Return every line of the data below that contains the word "stadium", treating uppercase and lowercase as different.

### MATERIAL
========

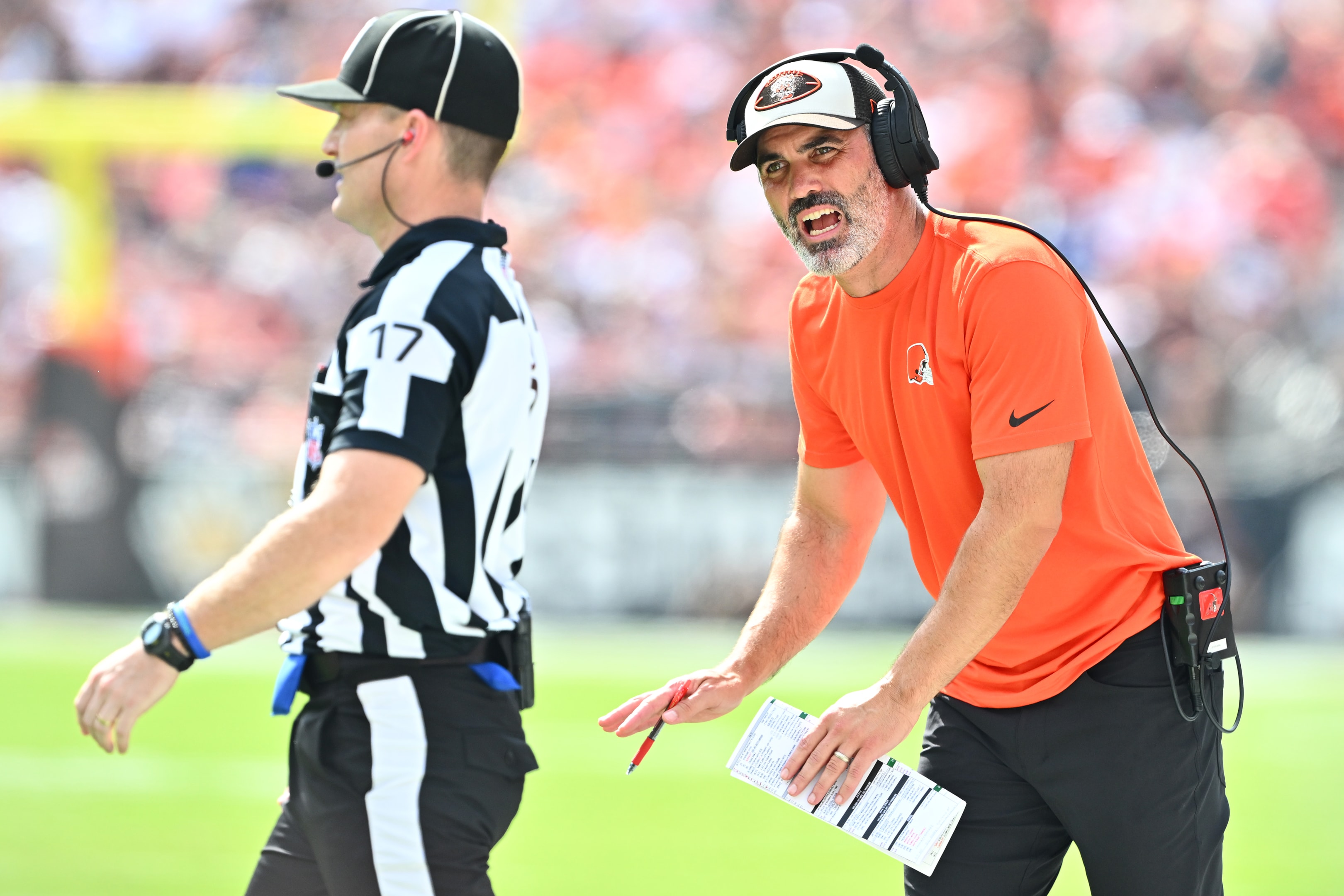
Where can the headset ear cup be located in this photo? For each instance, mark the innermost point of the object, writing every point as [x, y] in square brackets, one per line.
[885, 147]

========

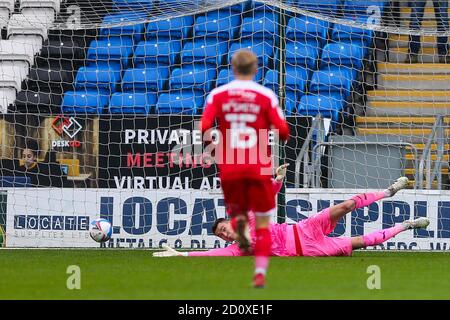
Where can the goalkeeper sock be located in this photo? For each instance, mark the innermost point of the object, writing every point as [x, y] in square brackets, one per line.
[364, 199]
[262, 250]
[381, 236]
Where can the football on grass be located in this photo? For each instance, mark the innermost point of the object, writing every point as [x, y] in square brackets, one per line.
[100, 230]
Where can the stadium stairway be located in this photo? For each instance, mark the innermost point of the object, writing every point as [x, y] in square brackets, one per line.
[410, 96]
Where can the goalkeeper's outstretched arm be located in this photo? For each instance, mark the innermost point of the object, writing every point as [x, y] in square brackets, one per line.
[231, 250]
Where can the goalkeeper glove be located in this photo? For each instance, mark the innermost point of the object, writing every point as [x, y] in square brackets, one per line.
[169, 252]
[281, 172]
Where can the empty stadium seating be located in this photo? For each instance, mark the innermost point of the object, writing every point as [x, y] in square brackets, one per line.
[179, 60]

========

### IN RESPONSE
Where can the stadium stairway be located in this photo? For each instance, mark the innermost point of the object, writing every point as [x, y] in square brackets, one per line.
Where can the empty stadium seating be located in this photo? For each instance, mark the innermost point of the object, writing every point as [x, y] in square brackets, one per line.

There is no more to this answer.